EXCERPT section start

Alunite supergroup, phosphate mineral

Plumbogummite is a rare secondary lead phosphate mineral, belonging to the alunite supergroup of minerals, crandallite subgroup. Some other members of this subgroup are:
- Crandallite, CaAl_{3}(PO_{4})_{2}(OH)_{5}·H_{2}O, where calcium replaces lead
- Goyazite, SrAl_{3}(PO_{4})_{2}(OH)_{5}·H_{2}O, where strontium replaces lead
- Philipsbornite, PbAl_{3}(AsO_{4})_{2}(OH)_{5}·H_{2}O, where the arsenate group AsO_{4} replaces the phosphate group PO_{4}

Plumbogummite was discovered in 1819 and named in 1832 from the Latin "plumbum" for lead, and "gummi" for gum, in allusion to its lead content and appearance, which at times resembles coatings of gum.

== Unit cell ==
Plumbogummite crystallizes in space group R3̅m. The reported lattice parameters (the lengths of the sides of the unit cell) vary in detail according to the source, but all agree that normal plumbogummite has "a" close to 7 Å and "c" close to 17 Å, with Z = 3. Various reported values of "a" and "c" are:
a = 7.01 Å, 7.017 Å, 7.018 Å, 7.033 Å
c = 16.71Å, 16.75 Å, 16.784 Å, 16.789 Å
Mills et al. investigated a gallium-rich sample of plumbogummite from Tsumeb, Namibia, and found larger cell parameters, with a = 7.0752 Å and c = 16.818 Å.

EXCERPT section end
RECORDED INFORMATION section start

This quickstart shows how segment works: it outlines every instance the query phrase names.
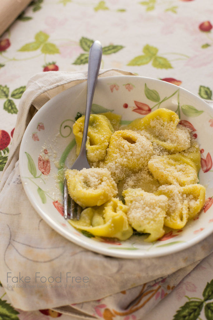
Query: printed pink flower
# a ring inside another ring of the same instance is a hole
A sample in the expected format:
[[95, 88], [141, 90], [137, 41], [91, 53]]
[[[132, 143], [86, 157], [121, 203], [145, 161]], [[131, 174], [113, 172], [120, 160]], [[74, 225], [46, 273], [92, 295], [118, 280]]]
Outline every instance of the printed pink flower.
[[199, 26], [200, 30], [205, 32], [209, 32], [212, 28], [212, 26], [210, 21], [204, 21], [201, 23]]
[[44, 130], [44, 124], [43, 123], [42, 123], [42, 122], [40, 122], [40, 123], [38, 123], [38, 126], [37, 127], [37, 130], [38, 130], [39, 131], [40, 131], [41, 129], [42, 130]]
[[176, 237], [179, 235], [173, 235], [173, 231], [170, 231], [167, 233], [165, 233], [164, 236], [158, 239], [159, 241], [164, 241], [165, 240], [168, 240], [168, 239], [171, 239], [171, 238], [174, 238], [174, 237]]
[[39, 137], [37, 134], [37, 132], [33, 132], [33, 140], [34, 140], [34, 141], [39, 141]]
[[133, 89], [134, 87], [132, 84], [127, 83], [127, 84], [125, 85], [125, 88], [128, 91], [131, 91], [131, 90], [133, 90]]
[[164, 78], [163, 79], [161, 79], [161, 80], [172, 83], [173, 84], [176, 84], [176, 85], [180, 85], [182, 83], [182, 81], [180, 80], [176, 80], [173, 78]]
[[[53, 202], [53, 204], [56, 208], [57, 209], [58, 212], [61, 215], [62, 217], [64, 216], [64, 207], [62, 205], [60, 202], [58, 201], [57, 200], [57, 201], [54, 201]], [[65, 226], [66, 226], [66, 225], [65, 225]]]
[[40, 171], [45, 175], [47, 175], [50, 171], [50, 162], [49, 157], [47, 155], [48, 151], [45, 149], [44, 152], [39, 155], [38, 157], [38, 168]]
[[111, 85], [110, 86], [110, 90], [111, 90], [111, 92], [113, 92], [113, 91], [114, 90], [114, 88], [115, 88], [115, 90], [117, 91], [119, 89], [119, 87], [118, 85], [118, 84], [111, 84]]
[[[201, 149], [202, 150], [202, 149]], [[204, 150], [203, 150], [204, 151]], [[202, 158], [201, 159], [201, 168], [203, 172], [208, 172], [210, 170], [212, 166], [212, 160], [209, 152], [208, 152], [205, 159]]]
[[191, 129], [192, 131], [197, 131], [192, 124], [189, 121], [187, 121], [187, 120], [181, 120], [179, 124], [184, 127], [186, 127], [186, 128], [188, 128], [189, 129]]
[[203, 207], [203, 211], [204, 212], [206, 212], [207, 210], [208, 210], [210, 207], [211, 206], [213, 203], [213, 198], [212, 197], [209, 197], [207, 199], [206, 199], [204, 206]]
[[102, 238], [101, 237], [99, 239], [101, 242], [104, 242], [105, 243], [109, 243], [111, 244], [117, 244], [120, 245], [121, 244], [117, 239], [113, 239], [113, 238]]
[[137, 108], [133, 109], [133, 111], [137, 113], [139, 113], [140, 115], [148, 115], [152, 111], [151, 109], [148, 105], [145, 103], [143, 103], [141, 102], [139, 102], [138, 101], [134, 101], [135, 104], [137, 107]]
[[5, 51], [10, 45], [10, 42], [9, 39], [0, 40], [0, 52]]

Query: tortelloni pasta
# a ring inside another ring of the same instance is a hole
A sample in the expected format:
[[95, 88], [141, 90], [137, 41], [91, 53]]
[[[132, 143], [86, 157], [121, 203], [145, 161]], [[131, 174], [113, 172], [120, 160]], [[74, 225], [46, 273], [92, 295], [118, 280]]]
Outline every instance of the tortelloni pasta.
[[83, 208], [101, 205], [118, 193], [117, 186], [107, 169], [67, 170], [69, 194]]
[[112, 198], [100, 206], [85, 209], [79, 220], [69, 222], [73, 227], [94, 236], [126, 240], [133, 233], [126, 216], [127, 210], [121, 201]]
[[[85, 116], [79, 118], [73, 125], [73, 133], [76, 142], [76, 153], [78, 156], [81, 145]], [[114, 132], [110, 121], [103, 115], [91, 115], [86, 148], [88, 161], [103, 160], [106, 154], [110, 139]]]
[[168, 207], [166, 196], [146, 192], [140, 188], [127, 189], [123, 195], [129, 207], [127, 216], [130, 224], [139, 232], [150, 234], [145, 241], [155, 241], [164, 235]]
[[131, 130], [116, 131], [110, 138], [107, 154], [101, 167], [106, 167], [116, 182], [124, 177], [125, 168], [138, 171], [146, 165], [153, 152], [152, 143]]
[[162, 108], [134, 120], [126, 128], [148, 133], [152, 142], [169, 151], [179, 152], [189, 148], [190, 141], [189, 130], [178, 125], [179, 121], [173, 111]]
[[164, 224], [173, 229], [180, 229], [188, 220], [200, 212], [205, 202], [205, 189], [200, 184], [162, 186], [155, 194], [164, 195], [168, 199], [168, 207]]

RECORDED INFORMATION section end
RECORDED INFORMATION section start

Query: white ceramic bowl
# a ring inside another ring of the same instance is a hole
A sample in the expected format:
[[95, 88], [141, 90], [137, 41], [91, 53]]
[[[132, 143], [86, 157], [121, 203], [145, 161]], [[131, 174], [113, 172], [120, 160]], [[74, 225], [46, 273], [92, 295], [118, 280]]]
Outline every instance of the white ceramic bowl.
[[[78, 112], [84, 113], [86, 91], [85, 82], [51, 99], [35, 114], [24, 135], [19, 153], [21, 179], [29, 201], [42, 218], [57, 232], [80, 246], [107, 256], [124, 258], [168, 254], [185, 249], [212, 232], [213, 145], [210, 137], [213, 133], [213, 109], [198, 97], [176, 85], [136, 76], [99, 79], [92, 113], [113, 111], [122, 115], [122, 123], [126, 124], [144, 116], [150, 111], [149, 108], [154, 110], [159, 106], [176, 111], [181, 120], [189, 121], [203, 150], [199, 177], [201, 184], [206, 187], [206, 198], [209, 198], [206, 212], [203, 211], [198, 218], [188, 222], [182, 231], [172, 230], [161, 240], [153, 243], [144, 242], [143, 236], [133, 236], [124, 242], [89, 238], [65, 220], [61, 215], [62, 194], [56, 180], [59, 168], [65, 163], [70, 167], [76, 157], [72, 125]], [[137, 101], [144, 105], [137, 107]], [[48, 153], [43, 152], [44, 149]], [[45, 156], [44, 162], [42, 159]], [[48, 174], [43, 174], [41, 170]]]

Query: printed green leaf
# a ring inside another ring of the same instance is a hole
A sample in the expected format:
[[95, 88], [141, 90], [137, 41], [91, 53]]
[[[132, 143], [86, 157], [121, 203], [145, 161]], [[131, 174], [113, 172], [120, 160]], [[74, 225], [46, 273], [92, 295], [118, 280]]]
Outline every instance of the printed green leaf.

RECORDED INFORMATION section end

- _CHECK YOUR UNDERSTANDING_
• a. According to the plumbogummite text, what cell parameters did Mills et al. find for the gallium-rich sample from Tsumeb, Namibia?
• b. Write the next portion of the plumbogummite text, starting after its final sentence.

- _NUMBERED ANSWERS_
• a. They found a = 7.0752 Å and c = 16.818 Å.

• b.
== Structure ==
The basic structural units of plumbogummite are PO_{4} tetrahedra, with phosphorus atoms (P) at the center and oxygen atoms (O) at the corners, together with AlO_{6} octahedra, aluminium atoms (Al) at the center and oxygen atoms at the corners. The tetrahedra and octahedra combine by sharing corners, to form composite layers. Lead atoms (Pb) occupy sites between the layers.

== Environment ==
Plumbogummite is found in the oxidized zones of lead-bearing deposits. It commonly occurs as botryoidal, kidney shaped, stalactitic or globular crusts or masses, frequently with a concentric structure; rare crystals have a hexagonal outline. Pyromorphite and baryte are commonly associated minerals, and plumbogummite may be pseudomorphic after them. Other associated minerals include mimetite, duftite, cerussite, anglesite and wulfenite.

== Occurrence ==
The type locality is Huelgoat, Finistère, Brittany, France, and the type material is stored in the Natural History Museum, Paris, France.

Plumbogummite has been found in the Central Cobar Mines, New South Wales, Australia and the Nifty Copper Mine, Western Australia. Also in the Kintore open cut at Broken Hill, New South Wales, Australia, but it is generally inconspicuous there and only a few specimens have been collected.

Material from the Siglio XX Mine, Llallagua, Bolivia, is an unusual pale yellow color, rather than the more common blue or green, forming crusts on quartz and cassiterite, and enclosing crude octahedral jeanbandyite crystals with orange colored shells of plumbogummite.